EXTRACTED INFORMATION ▸
--------------------
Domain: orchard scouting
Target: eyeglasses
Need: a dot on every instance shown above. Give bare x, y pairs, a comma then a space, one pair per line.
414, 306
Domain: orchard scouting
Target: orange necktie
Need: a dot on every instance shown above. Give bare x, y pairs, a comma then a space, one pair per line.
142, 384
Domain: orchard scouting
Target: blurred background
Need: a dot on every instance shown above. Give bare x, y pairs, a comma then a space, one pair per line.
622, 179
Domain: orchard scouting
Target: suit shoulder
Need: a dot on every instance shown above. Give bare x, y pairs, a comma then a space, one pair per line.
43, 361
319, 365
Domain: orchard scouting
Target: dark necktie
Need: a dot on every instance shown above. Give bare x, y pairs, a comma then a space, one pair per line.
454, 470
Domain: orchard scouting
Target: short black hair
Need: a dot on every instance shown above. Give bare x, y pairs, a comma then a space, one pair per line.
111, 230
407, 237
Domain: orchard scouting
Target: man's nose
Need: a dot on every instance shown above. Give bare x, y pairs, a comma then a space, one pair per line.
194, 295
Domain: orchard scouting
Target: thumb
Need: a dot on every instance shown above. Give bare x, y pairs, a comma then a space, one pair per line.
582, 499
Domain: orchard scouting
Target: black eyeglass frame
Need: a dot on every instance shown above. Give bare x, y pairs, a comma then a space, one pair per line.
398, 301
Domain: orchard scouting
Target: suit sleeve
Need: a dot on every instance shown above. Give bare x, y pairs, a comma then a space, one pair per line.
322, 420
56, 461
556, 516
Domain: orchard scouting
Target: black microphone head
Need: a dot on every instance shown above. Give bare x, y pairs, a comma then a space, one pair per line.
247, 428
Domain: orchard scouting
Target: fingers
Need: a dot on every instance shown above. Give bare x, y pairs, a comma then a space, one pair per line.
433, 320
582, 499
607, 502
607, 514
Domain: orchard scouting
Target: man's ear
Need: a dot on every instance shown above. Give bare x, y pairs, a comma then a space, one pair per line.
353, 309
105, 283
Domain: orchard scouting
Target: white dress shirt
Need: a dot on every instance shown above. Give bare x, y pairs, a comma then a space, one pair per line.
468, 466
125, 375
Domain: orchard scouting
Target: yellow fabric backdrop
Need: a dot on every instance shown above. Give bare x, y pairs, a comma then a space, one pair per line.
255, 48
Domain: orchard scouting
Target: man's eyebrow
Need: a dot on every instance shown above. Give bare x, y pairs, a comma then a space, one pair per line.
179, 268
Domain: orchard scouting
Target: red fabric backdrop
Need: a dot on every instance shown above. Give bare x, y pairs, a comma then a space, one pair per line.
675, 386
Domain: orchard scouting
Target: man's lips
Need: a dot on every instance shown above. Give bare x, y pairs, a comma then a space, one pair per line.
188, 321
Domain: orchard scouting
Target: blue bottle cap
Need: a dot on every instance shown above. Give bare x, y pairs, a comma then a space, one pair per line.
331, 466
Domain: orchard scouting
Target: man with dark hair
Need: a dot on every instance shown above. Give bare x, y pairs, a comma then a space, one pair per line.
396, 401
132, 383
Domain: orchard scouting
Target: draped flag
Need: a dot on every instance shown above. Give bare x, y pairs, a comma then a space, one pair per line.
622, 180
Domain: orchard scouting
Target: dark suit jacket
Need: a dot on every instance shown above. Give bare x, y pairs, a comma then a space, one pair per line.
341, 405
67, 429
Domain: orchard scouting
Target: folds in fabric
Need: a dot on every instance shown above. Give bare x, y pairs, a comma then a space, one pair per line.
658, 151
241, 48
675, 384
--------------------
YOUR ASSIGNMENT ▸ Give the data back in full, exactly as written.

YOUR SOLUTION ▸
Domain: orchard scouting
Target: eyeglasses
Need: a dot on every instance shown above. Give bare x, y pairs, a comma then a space, one pair per line.
414, 306
Domain: orchard scouting
Target: orange necktie
Need: a dot on every instance shown above. Give bare x, y pairs, a comma then a space, one pair per line.
142, 384
Domain: orchard scouting
Target: blurred background
Need: a dot on every instance shown above. Give bare x, y pairs, a comma then a space, one pair per line.
622, 179
Domain: orchard scouting
Target: suit shoulder
Need: a dot on every instance shown above. Give bare x, y pairs, a comma then a space, one pair per line.
43, 361
319, 365
Domain: orchard scouting
Target: dark necktie
Need: a dot on every instance shown above. Give bare x, y pairs, a comma then a space, one pair per line.
454, 470
Domain: orchard scouting
Target: short black hair
Need: a dot on every instance shown above. Give bare x, y pairs, a comma then a space, one pair per line.
111, 230
407, 237
Domain: orchard scouting
Target: man's nose
Need: a dot on every instance shown above. Give bare x, y pairs, a comma then a space, one pair per line.
194, 295
Domain: orchard scouting
Target: thumb
Need: a dot on every instance shown above. Give bare x, y pairs, a comma then a space, one pair per line.
582, 499
Domain: orchard scouting
Target: black eyeglass frame
Need: a dot on every instance shown above. Give bare x, y pairs, a comma then a space, one pair per line.
398, 301
Domain: orchard scouting
Target: suit sleeve
Need: a dot on every instance shown above. Give bare x, y pairs, a comma then a space, one pair per line.
322, 420
56, 461
556, 516
Domain: orchard scouting
Target: black microphone head
Need: a dot on every instance shown above. Give bare x, y pairs, a comma then a space, one pair per line.
247, 428
Domain: orchard scouting
Target: fingers
Need: a dot on every instance shown above. Give bare x, y pairs, a comma then a space, one pair per line.
433, 320
582, 499
607, 502
607, 514
Domain: orchard scouting
Target: man's ear
Need: a dot on every instance shown above. Give bare x, y pairs, a comma then a space, one pair per line.
353, 309
105, 283
Domain: orchard scouting
Target: white dress shirt
Need: a dot on every instance shown above. Give bare x, y pairs, a comma then a space, one pair per line.
468, 466
125, 375
Domain: orchard scouting
Target: yellow fabric backdrop
Need: a dot on every instance shown above. Give bare x, y pairs, a comma then a space, one pair per line.
255, 48
Domain: orchard scouting
Target: man's eyebrow
Need: a dot on every instance shown above. Give bare x, y pairs, a comma then a space, one pair per line.
179, 268
Domain: orchard scouting
Target: red fabric backdrop
Need: a dot on every instance shown above. Give bare x, y pairs, a comma then a space, one pair per line.
675, 386
Domain: orchard scouting
Target: man's lips
Need: a dot on every instance shown above. Give bare x, y pairs, a comma then a space, one pair per line.
188, 321
Domain: orchard scouting
Target: blue bottle cap
Need: a dot on every instance shown above. Give bare x, y pairs, a comma then a space, one pair per line.
331, 466
Domain: orchard scouting
Target: man with dark hair
Need: a dot on every instance shown above. Give bare x, y pairs, a comma then a space, one pair per line.
396, 401
132, 383
Domain: orchard scouting
Target: draped flag
Need: a dot on every instance shown above. Give bare x, y pairs, a comma then a space, one pair per line.
622, 180
Domain: orchard scouting
Target: dark suit jacket
Need: a dot on every instance shown above. Give bare x, y pairs, a comma then a space, one pair per line.
341, 405
67, 429
Domain: orchard scouting
Target: folds in fabric
Need: a dot on every instance shown above. Give bare x, y pairs, a comma then a space, one pair per line.
658, 151
241, 48
675, 384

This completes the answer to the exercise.